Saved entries
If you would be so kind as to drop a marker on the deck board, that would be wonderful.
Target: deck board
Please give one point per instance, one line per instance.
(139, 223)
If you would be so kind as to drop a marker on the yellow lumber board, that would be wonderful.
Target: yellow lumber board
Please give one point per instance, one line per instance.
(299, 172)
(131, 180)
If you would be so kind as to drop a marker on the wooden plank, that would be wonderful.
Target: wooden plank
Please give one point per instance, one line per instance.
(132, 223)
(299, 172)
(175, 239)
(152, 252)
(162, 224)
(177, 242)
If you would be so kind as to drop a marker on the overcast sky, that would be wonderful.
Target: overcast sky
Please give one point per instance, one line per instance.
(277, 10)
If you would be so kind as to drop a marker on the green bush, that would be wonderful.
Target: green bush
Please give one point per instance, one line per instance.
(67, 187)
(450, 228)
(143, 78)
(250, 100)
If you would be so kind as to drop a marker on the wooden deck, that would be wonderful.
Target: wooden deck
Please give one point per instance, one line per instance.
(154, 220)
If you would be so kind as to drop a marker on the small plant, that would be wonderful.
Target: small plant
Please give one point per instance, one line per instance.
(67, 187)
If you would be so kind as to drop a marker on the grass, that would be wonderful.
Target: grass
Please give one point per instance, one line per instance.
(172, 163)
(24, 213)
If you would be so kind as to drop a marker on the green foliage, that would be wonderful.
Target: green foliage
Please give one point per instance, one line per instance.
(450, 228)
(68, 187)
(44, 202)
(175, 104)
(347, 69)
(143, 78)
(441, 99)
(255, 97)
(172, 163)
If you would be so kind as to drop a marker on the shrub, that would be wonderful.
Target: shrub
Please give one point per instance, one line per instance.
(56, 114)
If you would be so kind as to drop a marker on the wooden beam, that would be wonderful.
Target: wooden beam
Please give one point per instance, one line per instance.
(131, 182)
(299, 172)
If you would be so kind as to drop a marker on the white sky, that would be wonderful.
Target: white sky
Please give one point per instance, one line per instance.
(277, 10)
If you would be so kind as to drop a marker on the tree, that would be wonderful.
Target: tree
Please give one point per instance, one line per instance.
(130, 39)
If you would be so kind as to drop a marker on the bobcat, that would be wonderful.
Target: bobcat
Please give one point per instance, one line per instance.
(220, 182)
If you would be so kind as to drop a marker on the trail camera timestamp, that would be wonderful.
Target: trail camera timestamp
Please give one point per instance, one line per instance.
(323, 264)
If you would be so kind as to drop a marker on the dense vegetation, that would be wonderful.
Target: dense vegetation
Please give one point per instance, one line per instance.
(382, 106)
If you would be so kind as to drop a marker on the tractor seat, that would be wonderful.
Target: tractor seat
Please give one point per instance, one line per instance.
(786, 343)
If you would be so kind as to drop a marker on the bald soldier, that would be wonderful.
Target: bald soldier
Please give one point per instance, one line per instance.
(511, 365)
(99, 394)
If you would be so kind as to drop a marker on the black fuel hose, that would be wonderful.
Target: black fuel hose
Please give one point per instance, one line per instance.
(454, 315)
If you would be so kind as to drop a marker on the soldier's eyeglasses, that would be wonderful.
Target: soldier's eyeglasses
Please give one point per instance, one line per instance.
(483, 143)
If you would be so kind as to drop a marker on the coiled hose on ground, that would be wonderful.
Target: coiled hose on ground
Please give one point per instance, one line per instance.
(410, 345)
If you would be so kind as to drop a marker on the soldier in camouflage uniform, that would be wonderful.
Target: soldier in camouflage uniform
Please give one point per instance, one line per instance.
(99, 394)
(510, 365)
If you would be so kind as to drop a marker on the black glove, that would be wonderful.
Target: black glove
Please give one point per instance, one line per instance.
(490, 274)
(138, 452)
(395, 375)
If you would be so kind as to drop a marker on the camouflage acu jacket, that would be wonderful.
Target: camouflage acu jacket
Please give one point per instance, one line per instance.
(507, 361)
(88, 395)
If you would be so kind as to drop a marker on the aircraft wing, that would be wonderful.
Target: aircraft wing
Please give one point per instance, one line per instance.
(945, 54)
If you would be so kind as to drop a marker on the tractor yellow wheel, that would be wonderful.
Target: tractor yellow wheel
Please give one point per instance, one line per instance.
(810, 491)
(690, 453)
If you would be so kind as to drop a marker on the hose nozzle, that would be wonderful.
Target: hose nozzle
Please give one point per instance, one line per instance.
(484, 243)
---
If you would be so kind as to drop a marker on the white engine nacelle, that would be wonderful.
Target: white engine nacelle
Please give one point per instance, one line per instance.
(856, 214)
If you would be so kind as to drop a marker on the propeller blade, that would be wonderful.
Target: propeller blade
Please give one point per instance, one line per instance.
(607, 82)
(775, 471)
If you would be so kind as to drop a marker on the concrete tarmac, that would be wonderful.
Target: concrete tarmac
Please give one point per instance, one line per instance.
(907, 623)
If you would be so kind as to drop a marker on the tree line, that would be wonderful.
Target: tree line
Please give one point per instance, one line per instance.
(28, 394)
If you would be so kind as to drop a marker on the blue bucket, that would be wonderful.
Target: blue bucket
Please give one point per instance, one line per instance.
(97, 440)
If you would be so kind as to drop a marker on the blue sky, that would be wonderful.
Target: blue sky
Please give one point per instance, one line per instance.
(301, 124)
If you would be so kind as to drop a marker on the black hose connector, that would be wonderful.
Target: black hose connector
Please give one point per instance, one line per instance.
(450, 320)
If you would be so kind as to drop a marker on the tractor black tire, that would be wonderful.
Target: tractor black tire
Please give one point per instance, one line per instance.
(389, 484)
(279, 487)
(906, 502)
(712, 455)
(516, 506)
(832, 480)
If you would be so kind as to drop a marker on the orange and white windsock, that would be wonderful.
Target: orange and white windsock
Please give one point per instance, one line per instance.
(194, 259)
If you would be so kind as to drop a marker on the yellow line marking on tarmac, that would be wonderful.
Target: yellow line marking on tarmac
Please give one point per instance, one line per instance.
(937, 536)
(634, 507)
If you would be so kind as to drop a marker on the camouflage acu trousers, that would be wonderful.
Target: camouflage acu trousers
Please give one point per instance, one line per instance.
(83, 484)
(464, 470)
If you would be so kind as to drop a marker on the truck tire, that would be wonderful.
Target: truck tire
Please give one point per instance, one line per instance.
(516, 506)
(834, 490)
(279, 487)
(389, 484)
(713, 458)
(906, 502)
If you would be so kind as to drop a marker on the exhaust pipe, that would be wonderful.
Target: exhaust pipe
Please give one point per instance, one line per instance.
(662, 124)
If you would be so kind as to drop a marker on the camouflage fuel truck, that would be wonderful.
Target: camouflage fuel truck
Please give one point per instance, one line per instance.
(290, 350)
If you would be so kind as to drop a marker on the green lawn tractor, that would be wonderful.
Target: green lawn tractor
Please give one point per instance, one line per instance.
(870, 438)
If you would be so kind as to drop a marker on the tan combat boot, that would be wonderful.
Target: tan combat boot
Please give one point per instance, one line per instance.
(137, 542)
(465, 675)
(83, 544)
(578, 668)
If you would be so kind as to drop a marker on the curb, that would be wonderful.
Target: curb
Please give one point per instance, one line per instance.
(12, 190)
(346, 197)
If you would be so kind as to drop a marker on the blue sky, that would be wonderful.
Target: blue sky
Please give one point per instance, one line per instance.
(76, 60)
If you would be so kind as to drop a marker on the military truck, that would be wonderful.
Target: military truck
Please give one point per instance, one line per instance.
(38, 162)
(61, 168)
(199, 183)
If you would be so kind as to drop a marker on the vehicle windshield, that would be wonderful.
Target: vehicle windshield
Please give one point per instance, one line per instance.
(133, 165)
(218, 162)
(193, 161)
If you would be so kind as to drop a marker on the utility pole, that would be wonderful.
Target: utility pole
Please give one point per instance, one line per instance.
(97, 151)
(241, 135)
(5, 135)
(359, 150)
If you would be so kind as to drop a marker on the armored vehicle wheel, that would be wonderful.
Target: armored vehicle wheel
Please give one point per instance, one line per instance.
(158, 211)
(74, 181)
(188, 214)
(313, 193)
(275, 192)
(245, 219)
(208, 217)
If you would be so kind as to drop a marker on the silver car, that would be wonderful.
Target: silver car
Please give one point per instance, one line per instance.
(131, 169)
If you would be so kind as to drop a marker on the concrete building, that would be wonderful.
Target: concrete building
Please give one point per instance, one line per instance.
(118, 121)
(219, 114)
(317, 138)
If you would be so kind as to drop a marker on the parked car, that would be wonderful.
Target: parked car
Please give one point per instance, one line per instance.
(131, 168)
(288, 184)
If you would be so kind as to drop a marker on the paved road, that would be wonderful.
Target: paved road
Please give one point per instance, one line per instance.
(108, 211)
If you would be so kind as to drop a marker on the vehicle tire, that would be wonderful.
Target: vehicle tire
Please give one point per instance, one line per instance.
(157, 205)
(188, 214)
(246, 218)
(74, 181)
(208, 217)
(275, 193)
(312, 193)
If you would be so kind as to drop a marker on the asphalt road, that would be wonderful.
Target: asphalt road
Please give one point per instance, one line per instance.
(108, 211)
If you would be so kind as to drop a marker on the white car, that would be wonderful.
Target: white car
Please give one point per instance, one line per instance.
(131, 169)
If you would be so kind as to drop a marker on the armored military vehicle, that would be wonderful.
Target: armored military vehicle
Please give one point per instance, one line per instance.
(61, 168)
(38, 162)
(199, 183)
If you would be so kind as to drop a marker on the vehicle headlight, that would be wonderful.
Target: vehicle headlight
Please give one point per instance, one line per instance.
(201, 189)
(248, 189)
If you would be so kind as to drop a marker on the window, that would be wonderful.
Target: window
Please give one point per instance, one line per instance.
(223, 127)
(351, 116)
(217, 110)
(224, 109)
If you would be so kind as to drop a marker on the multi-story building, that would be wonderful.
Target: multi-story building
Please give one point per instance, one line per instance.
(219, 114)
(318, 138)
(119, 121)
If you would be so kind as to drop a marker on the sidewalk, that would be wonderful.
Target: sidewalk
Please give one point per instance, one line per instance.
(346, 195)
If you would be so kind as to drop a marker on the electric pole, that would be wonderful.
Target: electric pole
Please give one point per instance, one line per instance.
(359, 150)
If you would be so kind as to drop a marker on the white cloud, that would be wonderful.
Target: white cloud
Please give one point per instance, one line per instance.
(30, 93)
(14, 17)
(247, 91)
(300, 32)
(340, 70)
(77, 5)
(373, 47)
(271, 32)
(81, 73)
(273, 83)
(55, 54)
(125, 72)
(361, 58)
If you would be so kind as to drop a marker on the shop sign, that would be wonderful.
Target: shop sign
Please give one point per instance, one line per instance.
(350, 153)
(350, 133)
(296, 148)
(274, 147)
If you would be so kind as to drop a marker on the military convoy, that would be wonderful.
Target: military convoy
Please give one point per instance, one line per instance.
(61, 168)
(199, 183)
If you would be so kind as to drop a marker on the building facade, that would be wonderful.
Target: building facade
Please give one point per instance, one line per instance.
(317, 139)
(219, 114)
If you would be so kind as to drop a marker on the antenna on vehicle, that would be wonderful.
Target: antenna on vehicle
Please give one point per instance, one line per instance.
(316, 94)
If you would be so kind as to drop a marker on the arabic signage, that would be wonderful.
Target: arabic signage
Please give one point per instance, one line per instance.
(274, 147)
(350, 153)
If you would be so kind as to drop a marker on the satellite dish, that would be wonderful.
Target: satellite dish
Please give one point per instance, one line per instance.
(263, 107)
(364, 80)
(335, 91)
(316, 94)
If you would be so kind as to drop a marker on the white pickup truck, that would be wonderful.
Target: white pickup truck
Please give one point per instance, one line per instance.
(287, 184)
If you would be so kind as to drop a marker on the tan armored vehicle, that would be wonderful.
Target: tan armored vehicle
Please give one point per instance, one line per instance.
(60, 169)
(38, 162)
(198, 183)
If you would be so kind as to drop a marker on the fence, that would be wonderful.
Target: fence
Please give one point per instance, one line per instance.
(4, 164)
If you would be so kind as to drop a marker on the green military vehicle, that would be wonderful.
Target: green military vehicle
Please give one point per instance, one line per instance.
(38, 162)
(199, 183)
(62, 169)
--
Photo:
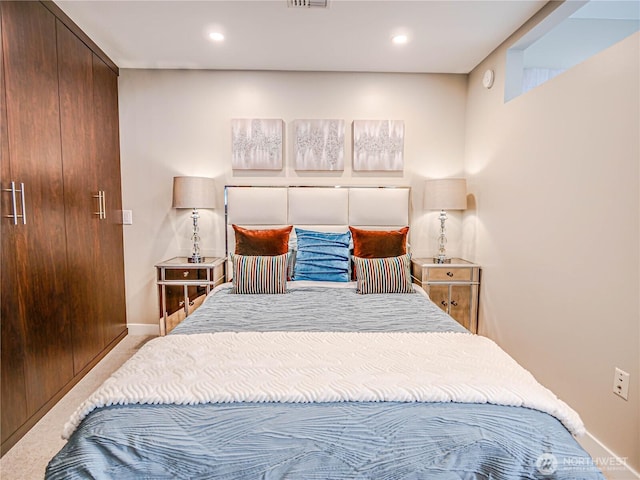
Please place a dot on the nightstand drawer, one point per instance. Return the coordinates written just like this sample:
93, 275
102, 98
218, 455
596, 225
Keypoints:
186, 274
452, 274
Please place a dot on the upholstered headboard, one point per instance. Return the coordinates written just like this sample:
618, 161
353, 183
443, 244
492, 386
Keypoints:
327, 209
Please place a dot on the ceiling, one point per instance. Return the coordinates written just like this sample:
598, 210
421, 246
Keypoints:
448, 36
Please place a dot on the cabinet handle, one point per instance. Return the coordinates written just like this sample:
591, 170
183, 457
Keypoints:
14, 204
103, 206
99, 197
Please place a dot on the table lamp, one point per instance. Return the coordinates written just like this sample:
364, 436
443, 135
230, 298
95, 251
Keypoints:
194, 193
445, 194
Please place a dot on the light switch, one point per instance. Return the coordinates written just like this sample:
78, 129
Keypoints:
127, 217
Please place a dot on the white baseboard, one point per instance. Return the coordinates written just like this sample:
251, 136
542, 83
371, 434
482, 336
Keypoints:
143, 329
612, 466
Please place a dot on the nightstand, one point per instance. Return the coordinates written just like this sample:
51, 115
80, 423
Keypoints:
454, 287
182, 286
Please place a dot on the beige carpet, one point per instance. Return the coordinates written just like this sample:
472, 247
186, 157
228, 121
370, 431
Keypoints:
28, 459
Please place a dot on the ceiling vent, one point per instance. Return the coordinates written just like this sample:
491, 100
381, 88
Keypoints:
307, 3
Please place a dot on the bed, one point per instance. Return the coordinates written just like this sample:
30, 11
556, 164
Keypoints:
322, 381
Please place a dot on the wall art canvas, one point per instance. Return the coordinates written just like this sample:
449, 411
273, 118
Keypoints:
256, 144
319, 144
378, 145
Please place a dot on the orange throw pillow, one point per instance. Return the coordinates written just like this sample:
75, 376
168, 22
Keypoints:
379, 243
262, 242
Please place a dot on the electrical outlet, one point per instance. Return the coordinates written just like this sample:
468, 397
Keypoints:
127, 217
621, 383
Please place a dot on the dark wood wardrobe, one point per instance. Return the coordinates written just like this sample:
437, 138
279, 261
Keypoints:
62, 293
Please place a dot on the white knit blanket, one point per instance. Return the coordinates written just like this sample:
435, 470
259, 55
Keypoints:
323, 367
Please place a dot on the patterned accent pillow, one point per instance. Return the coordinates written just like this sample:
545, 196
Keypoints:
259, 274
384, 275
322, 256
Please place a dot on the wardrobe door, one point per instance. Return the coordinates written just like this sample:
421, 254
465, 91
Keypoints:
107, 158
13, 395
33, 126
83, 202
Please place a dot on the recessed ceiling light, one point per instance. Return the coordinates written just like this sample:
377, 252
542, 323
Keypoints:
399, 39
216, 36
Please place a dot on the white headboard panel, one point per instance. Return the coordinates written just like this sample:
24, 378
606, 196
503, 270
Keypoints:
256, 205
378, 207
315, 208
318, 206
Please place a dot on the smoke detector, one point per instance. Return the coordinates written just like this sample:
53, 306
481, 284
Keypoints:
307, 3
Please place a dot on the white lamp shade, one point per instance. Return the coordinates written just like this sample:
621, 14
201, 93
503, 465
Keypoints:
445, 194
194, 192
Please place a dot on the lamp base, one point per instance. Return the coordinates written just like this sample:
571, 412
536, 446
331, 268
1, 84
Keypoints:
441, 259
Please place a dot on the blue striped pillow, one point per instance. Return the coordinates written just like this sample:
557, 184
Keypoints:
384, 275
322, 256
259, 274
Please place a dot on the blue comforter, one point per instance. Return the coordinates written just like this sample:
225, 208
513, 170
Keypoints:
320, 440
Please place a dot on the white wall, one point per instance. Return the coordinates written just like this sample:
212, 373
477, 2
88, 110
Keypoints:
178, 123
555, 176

PROBLEM DETAILS: From the records, copy out each line that includes the string "convoy".

OUTPUT FOR THIS EXERCISE:
If you would be so kind as to drop a marker on the military convoy, that would be wonderful.
Target: military convoy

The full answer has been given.